Annotated photo localization data:
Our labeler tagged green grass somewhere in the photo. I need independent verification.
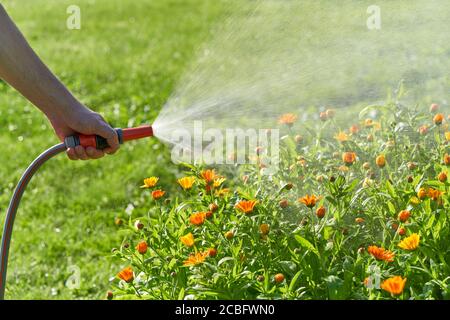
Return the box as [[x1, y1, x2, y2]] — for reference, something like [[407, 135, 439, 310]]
[[0, 0, 228, 299]]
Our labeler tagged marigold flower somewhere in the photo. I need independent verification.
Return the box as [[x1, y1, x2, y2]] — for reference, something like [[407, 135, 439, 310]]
[[364, 119, 373, 127], [235, 200, 258, 214], [355, 217, 365, 224], [445, 153, 450, 165], [180, 233, 195, 247], [213, 177, 226, 187], [136, 241, 148, 254], [438, 171, 447, 182], [183, 251, 208, 267], [367, 245, 395, 262], [209, 203, 219, 212], [429, 103, 439, 113], [260, 223, 270, 235], [398, 227, 406, 236], [225, 230, 234, 240], [417, 188, 427, 200], [117, 266, 134, 283], [342, 152, 356, 165], [381, 276, 407, 295], [141, 177, 159, 188], [299, 194, 319, 208], [215, 188, 230, 197], [151, 189, 165, 200], [274, 273, 285, 284], [279, 199, 289, 209], [376, 155, 386, 168], [316, 206, 326, 219], [398, 210, 410, 223], [433, 113, 444, 125], [334, 131, 349, 142], [398, 233, 420, 250], [278, 113, 297, 126], [428, 188, 443, 201], [319, 112, 328, 121], [418, 125, 429, 135], [177, 176, 196, 190], [189, 212, 207, 226]]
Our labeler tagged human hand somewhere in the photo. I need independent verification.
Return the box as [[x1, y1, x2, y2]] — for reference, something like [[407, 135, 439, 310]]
[[47, 103, 120, 160]]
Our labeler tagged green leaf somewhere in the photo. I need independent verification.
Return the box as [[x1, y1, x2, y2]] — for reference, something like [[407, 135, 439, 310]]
[[295, 235, 319, 258]]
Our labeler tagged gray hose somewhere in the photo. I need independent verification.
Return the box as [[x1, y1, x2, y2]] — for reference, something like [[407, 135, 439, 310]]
[[0, 143, 66, 299]]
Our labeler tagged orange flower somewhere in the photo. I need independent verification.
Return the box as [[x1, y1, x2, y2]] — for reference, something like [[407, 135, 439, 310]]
[[278, 113, 297, 126], [367, 245, 395, 262], [298, 194, 319, 208], [177, 176, 196, 190], [207, 248, 217, 257], [417, 187, 427, 200], [183, 251, 208, 267], [260, 223, 270, 235], [180, 232, 194, 247], [418, 125, 429, 135], [136, 241, 148, 254], [151, 189, 165, 200], [201, 169, 219, 185], [316, 206, 326, 219], [349, 124, 360, 134], [225, 230, 234, 240], [235, 200, 258, 214], [428, 188, 443, 201], [274, 273, 285, 284], [429, 103, 439, 112], [438, 171, 447, 182], [445, 153, 450, 165], [433, 113, 444, 125], [376, 155, 386, 168], [364, 119, 373, 127], [117, 266, 134, 283], [398, 233, 420, 250], [189, 212, 207, 226], [397, 210, 410, 223], [381, 276, 407, 295], [141, 177, 159, 188], [342, 152, 356, 165], [355, 217, 365, 224]]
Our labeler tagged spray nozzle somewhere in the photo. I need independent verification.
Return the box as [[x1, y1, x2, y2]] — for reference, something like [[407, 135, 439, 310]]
[[64, 125, 154, 150]]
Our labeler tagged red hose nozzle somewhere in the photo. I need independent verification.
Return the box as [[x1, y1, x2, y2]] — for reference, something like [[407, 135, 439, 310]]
[[64, 125, 153, 150]]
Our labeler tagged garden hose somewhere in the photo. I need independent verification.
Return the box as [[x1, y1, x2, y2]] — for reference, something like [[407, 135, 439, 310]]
[[0, 125, 153, 299]]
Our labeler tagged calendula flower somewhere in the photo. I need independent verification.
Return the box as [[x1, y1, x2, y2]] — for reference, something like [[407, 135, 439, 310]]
[[342, 152, 357, 165], [207, 248, 217, 257], [445, 153, 450, 165], [200, 169, 219, 187], [418, 125, 429, 135], [189, 212, 207, 226], [235, 200, 258, 214], [180, 233, 194, 247], [274, 273, 285, 284], [136, 241, 148, 254], [376, 155, 386, 168], [410, 196, 420, 205], [117, 266, 134, 283], [349, 124, 360, 134], [334, 131, 349, 142], [298, 194, 319, 208], [278, 113, 297, 126], [367, 245, 395, 262], [398, 210, 410, 223], [177, 176, 196, 190], [398, 233, 420, 250], [445, 132, 450, 141], [381, 276, 407, 295], [438, 171, 447, 182], [141, 177, 159, 188], [364, 119, 373, 127], [428, 188, 443, 201], [355, 217, 365, 224], [183, 251, 208, 267], [433, 113, 444, 125], [316, 206, 326, 219], [151, 189, 165, 200], [213, 177, 226, 187]]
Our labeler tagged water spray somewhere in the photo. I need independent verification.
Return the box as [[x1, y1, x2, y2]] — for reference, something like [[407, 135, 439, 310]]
[[0, 125, 154, 299]]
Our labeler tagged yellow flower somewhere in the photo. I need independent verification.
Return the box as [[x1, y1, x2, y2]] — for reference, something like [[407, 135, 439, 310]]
[[381, 276, 407, 295], [180, 233, 195, 247], [183, 251, 208, 266], [445, 132, 450, 141], [141, 177, 159, 188], [342, 152, 357, 165], [298, 194, 319, 208], [213, 177, 226, 187], [410, 196, 420, 205], [215, 188, 230, 197], [334, 131, 349, 142], [376, 155, 386, 168], [398, 233, 420, 251], [177, 176, 196, 190]]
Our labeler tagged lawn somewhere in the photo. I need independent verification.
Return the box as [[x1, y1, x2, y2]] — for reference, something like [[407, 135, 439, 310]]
[[0, 0, 228, 299]]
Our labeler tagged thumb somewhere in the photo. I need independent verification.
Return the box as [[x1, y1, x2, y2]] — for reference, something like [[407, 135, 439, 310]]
[[94, 120, 120, 153]]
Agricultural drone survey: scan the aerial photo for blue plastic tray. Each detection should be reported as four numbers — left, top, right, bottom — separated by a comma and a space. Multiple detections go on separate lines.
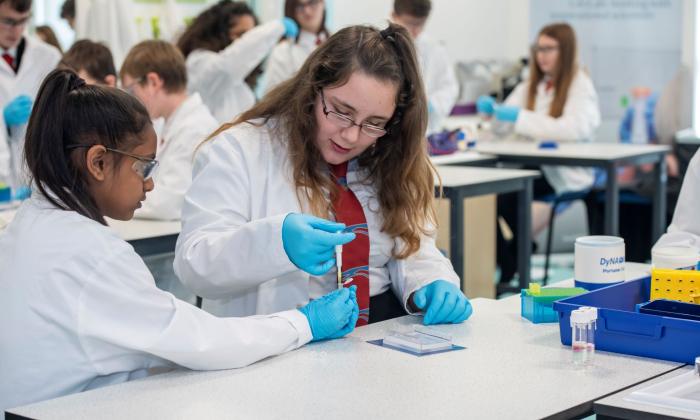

■ WHAT THE TASK REQUIRES ■
When you print the entries, keep every line exactly as it is and drop the pictures.

■ TASK RESPONSE ■
Our labeler tagged green grass somewhere in the photo. I need independent verification.
Return the box as [[x1, y1, x2, y2]] — for reference, something like [[407, 135, 439, 310]]
[[0, 0, 228, 299]]
Our labeler tagged marigold flower somewhere in the photo. I need independent verification.
Return the box as [[x1, y1, x2, y2]] — for reference, something like [[407, 135, 439, 310]]
[[364, 119, 373, 127], [235, 200, 258, 214], [355, 217, 365, 224], [445, 153, 450, 165], [180, 233, 195, 247], [213, 177, 226, 187], [136, 241, 148, 254], [438, 171, 447, 182], [183, 251, 208, 267], [367, 245, 395, 262], [209, 203, 219, 212], [429, 103, 439, 113], [260, 223, 270, 235], [398, 227, 406, 236], [225, 230, 234, 240], [417, 188, 427, 200], [117, 266, 134, 283], [342, 152, 356, 165], [381, 276, 407, 295], [141, 177, 159, 188], [299, 194, 319, 208], [215, 188, 230, 197], [151, 189, 165, 200], [274, 273, 285, 284], [279, 199, 289, 209], [376, 155, 386, 168], [316, 206, 326, 219], [398, 210, 410, 223], [433, 113, 444, 125], [334, 131, 349, 142], [398, 233, 420, 250], [278, 113, 297, 126], [428, 188, 443, 201], [319, 112, 328, 121], [418, 125, 429, 135], [177, 176, 196, 190], [189, 212, 207, 226]]
Our labeler tagged human hand somewhere in the photo. I need independent verification.
Return the box as [[x1, y1, x2, y2]] — for reference, something like [[407, 135, 439, 310]]
[[47, 103, 120, 160]]
Our labeler tagged green leaf somewhere in the photo. I need independent verification.
Return the box as [[x1, y1, x2, y2]] — for reference, something like [[407, 135, 439, 310]]
[[295, 235, 319, 258]]
Our labeler tagged gray hose somewhere in the photo. I need independent verification.
Return the box as [[x1, y1, x2, y2]] — for reference, something like [[407, 135, 439, 310]]
[[0, 143, 66, 299]]
Our labeler tagged orange flower somewhere in the photo. I need independent verification.
Return the box as [[x1, y1, x2, y2]] — for reference, something like [[407, 135, 439, 310]]
[[278, 113, 297, 126], [367, 245, 395, 262], [298, 194, 319, 208], [177, 176, 196, 190], [207, 248, 217, 257], [417, 187, 427, 200], [183, 251, 208, 267], [260, 223, 270, 235], [180, 232, 194, 247], [418, 125, 429, 135], [136, 241, 148, 254], [151, 189, 165, 200], [201, 169, 219, 185], [316, 206, 326, 219], [349, 124, 360, 134], [225, 230, 234, 240], [235, 200, 258, 214], [428, 188, 443, 201], [274, 273, 285, 284], [429, 103, 439, 112], [438, 171, 447, 182], [445, 153, 450, 165], [433, 113, 444, 125], [376, 155, 386, 168], [364, 119, 373, 127], [117, 266, 134, 283], [398, 233, 420, 250], [189, 212, 207, 226], [397, 210, 410, 223], [381, 276, 407, 295], [141, 177, 159, 188], [342, 152, 356, 165], [355, 217, 365, 224]]
Our labeler tagged spray nozzle somewhere in the photo. I need independent verification.
Return the box as [[x1, y1, x2, y2]] — for reference, something like [[407, 135, 439, 310]]
[[64, 125, 154, 150]]
Our labeler tagged red hose nozzle somewhere in the photo. I need independent verification.
Return the box as [[x1, y1, x2, y2]] — for reference, something like [[407, 135, 439, 310]]
[[64, 125, 153, 150]]
Our labeler tagged garden hose somewhere in the photo. I need independent verification.
Return the box as [[x1, y1, x2, y2]] — for reference, something like [[407, 135, 439, 310]]
[[0, 125, 153, 299]]
Our labeler tagged calendula flower somewhere in the photo. I need independent verification.
Return the box as [[x1, y1, x2, y2]] — for reference, something like [[407, 135, 439, 310]]
[[342, 152, 357, 165], [207, 248, 217, 257], [445, 153, 450, 165], [200, 169, 219, 187], [418, 125, 429, 135], [189, 212, 207, 226], [235, 200, 258, 214], [180, 233, 194, 247], [274, 273, 285, 284], [136, 241, 148, 254], [376, 155, 386, 168], [410, 196, 420, 205], [117, 266, 134, 283], [349, 124, 360, 134], [334, 131, 349, 142], [298, 194, 319, 208], [278, 113, 297, 126], [367, 245, 395, 262], [398, 210, 410, 223], [177, 176, 196, 190], [398, 233, 420, 250], [445, 132, 450, 141], [381, 276, 407, 295], [438, 171, 447, 182], [141, 177, 159, 188], [364, 119, 373, 127], [428, 188, 443, 201], [355, 217, 365, 224], [183, 251, 208, 267], [433, 113, 444, 125], [316, 206, 326, 219], [151, 189, 165, 200], [213, 177, 226, 187]]
Our labeler tagged water spray somewhere in the photo. I need independent verification.
Return the box as [[x1, y1, x2, y2]] — for reference, something like [[407, 135, 439, 310]]
[[0, 125, 154, 299]]
Our labeler tagged yellow flower somewhere in the photo. I need independent verification.
Return the box as [[x1, y1, x2, y2]] — for reference, something like [[407, 135, 439, 310]]
[[381, 276, 407, 295], [180, 233, 195, 247], [183, 251, 208, 266], [445, 132, 450, 141], [141, 177, 159, 188], [342, 152, 357, 165], [298, 194, 319, 208], [213, 177, 226, 187], [410, 196, 420, 205], [215, 188, 230, 197], [334, 131, 349, 142], [376, 155, 386, 168], [398, 233, 420, 251], [177, 176, 196, 190]]
Our labeler tagged lawn somewhere in the photo. I need independent verification.
Return the box as [[x1, y1, x2, y2]] — for reference, something like [[407, 135, 439, 310]]
[[0, 0, 228, 299]]
Our labeler tagged thumb somewhere in the photo. I need independent verification.
Return the box as [[x1, y1, x2, y2]] — for reference, something like [[407, 135, 439, 310]]
[[94, 120, 120, 153]]
Agricultural drone survey: scan the aerial photo for blue plastic tray. Each detection should be reported as four numbers — left, top, right, bottom — separated by a comma and a space. Multiple detections go on separate lines.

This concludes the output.